__GOAL OF THE EXERCISE__
Report every line of the items below that contains the string "horizon", copying each such line in full. Case counts.

···

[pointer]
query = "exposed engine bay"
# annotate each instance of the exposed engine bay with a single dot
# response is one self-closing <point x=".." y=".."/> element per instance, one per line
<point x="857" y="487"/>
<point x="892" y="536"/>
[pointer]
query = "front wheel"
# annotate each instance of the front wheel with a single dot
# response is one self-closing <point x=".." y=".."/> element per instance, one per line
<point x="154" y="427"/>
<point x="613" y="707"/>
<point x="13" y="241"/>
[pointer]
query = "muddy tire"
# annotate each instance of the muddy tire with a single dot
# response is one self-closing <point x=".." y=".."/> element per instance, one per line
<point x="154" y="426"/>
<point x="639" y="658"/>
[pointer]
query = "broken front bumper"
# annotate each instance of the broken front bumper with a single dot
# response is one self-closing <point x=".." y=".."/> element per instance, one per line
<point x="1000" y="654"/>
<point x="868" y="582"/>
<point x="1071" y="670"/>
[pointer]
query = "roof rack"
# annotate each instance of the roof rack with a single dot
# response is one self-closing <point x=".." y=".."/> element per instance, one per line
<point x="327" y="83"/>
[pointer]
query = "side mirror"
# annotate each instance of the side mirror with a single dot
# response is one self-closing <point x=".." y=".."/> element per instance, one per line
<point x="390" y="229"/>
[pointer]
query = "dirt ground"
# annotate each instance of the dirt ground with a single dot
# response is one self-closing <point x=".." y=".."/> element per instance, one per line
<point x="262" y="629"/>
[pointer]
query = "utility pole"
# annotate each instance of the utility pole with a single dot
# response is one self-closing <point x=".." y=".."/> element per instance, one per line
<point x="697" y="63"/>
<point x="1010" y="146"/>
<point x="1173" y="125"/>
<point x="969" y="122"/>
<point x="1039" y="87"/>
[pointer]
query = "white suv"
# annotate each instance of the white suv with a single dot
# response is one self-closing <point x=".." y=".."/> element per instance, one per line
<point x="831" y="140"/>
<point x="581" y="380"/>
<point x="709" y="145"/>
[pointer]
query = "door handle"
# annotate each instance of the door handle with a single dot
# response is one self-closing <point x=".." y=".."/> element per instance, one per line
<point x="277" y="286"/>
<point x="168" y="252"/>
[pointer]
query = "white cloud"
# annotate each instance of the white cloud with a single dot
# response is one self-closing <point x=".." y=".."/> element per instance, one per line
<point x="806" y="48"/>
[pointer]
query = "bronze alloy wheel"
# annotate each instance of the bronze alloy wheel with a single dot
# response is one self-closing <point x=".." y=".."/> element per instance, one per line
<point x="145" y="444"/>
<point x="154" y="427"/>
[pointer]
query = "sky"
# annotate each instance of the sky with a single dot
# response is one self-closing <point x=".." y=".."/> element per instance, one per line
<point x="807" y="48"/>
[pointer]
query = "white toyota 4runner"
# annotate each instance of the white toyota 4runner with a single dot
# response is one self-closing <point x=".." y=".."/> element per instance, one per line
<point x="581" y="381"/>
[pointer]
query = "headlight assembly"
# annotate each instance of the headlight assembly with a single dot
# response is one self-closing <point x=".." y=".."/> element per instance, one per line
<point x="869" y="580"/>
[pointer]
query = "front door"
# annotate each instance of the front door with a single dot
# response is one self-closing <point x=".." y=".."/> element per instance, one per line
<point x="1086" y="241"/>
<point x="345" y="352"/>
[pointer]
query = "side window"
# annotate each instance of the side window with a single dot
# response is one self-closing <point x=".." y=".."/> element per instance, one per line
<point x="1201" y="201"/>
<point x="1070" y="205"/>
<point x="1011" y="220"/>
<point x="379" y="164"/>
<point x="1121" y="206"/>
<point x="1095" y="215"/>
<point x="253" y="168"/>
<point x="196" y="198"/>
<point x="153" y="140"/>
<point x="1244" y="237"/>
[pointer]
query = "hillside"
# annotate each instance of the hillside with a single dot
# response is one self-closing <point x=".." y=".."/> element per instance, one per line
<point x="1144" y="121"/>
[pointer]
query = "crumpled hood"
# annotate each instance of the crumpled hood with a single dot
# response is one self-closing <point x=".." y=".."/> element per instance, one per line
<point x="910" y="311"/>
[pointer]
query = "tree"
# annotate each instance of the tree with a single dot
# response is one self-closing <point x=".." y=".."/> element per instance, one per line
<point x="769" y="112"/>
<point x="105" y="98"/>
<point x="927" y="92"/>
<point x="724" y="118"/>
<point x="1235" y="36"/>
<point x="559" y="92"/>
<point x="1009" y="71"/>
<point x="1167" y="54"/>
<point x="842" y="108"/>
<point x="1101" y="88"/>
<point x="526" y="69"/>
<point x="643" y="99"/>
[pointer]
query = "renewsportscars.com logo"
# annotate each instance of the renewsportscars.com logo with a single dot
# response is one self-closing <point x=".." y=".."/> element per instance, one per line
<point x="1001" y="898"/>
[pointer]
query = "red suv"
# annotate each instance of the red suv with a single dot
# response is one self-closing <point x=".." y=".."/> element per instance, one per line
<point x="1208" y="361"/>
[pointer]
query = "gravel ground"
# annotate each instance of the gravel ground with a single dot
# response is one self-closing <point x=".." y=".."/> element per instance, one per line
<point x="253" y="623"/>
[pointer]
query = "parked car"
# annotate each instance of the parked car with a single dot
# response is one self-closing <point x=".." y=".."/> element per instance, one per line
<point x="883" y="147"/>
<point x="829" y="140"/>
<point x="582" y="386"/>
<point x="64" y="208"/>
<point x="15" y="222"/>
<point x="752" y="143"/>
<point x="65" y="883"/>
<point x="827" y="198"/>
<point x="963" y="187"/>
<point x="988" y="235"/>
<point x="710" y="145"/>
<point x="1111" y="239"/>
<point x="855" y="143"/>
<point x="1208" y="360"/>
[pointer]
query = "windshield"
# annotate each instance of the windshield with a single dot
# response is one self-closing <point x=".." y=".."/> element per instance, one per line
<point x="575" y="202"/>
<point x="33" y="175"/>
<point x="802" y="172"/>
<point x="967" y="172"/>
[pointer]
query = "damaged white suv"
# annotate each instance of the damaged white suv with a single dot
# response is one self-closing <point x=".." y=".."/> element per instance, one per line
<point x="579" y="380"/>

···

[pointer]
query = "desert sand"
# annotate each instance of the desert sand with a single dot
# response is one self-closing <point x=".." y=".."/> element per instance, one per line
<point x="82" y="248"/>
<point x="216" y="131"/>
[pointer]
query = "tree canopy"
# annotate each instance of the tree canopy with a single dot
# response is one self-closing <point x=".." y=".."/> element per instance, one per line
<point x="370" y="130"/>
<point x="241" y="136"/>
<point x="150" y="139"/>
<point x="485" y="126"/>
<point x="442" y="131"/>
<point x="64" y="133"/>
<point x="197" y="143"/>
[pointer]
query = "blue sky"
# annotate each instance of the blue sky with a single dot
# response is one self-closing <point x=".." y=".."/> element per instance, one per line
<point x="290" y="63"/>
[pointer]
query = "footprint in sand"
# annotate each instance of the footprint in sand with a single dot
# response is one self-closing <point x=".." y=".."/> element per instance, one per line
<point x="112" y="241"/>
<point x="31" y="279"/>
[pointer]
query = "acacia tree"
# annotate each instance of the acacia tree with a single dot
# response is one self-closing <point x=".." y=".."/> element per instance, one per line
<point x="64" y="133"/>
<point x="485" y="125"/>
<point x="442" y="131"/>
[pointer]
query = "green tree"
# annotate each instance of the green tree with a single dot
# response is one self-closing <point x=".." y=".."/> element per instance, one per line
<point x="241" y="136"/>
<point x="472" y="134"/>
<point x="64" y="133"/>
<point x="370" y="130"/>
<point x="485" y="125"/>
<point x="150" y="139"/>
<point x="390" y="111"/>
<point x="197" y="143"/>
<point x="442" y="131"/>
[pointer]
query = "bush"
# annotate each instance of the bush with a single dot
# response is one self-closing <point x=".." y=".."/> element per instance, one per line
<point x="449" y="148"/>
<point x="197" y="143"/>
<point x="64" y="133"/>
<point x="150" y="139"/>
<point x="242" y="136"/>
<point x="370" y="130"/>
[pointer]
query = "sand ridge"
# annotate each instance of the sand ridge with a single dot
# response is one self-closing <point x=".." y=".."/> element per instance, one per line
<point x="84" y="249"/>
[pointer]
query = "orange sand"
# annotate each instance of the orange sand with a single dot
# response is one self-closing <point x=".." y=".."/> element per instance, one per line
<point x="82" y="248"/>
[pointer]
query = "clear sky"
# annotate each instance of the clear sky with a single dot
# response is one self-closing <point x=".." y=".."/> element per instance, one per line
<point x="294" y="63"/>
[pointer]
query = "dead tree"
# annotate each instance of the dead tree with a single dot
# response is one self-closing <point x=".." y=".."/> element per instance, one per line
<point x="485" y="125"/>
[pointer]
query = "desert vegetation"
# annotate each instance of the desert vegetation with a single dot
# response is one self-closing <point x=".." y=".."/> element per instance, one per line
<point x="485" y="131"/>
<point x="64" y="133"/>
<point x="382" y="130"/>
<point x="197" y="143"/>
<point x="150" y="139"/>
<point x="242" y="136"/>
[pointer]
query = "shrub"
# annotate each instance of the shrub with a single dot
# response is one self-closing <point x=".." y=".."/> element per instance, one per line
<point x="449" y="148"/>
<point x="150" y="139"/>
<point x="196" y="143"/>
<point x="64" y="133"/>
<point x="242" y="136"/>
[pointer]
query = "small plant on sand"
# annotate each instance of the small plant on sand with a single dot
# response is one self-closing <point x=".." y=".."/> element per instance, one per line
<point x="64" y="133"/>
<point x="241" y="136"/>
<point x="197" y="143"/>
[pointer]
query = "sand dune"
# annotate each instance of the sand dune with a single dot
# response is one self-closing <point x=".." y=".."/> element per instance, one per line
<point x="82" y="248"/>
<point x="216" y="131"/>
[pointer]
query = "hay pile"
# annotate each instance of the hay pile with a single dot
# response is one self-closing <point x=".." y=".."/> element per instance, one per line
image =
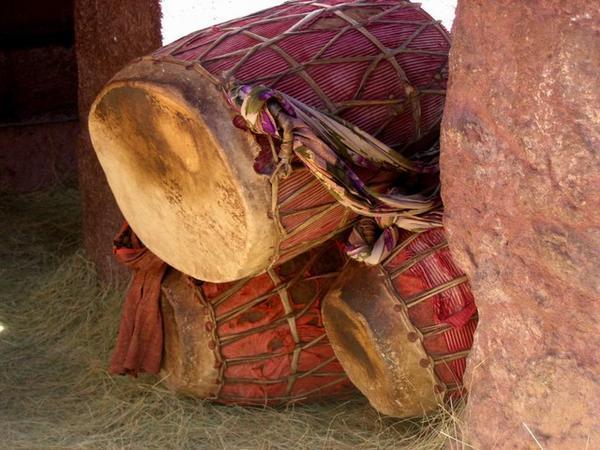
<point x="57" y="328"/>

···

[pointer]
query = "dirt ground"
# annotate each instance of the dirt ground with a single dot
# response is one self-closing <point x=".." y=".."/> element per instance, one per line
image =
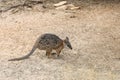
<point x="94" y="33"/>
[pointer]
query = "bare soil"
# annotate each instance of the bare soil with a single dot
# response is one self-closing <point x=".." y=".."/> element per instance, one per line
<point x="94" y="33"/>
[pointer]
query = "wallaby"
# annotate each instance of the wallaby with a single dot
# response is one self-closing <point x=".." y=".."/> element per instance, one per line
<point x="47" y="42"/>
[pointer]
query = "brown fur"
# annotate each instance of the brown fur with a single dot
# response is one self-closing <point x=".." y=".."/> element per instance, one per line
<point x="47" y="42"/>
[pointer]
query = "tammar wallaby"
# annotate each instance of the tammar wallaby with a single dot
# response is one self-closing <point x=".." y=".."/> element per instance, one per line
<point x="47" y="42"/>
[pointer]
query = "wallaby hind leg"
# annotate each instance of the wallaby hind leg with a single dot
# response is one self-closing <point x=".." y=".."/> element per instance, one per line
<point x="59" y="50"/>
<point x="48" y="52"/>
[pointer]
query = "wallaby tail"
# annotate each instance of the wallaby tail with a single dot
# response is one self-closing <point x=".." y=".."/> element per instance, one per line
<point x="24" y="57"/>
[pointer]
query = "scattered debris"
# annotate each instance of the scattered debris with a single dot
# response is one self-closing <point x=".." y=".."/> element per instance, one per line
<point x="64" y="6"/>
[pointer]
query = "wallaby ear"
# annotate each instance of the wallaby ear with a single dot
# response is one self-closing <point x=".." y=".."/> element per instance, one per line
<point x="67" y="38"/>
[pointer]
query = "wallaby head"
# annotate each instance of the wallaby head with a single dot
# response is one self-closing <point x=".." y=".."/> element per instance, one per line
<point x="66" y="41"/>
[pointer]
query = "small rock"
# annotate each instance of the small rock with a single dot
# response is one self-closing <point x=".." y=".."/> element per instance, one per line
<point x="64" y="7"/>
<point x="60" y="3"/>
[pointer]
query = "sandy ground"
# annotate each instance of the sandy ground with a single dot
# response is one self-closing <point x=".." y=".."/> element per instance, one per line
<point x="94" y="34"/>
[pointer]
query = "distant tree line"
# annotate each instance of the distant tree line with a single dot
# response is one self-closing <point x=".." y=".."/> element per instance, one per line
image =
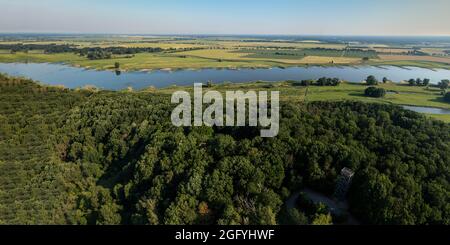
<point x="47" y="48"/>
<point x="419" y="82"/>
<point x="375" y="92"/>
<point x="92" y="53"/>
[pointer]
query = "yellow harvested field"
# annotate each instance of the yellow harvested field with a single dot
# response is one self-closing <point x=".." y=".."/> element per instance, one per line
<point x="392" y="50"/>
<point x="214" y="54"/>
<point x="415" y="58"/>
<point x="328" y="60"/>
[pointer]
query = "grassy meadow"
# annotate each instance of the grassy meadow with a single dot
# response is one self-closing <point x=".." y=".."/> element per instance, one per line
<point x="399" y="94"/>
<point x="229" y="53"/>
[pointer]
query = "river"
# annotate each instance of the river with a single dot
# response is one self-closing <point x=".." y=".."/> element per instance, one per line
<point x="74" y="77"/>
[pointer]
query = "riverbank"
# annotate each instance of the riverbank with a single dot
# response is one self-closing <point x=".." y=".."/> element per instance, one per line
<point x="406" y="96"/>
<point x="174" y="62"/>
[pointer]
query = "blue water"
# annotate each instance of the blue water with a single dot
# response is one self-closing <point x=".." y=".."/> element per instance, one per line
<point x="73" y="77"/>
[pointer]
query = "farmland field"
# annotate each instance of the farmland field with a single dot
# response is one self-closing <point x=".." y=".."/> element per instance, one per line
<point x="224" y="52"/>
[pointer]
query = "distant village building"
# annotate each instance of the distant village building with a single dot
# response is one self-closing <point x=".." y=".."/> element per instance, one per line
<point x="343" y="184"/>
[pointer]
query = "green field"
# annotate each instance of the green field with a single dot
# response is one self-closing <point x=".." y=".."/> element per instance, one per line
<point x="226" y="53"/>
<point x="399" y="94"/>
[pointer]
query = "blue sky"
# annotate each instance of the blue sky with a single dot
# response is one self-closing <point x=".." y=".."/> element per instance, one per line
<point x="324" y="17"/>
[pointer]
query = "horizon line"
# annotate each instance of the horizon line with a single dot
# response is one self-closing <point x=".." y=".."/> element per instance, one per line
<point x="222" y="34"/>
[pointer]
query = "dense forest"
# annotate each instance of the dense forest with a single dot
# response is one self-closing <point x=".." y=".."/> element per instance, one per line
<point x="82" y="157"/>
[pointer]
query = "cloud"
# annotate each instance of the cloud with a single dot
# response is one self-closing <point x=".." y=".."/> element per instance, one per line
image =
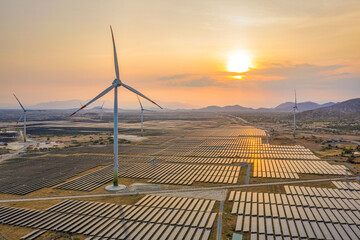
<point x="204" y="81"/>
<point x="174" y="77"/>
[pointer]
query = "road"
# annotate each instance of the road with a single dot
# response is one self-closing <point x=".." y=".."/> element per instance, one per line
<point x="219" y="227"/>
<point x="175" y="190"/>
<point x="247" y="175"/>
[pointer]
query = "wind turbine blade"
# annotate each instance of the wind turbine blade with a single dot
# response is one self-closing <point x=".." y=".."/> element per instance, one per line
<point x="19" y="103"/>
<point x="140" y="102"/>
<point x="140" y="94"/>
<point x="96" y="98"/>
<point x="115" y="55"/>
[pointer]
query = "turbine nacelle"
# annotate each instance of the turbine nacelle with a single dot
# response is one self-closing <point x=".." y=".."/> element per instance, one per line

···

__SOLUTION FOR THIS PROBLEM__
query = "horizon line"
# annotate each instance of the horizon line with a single dot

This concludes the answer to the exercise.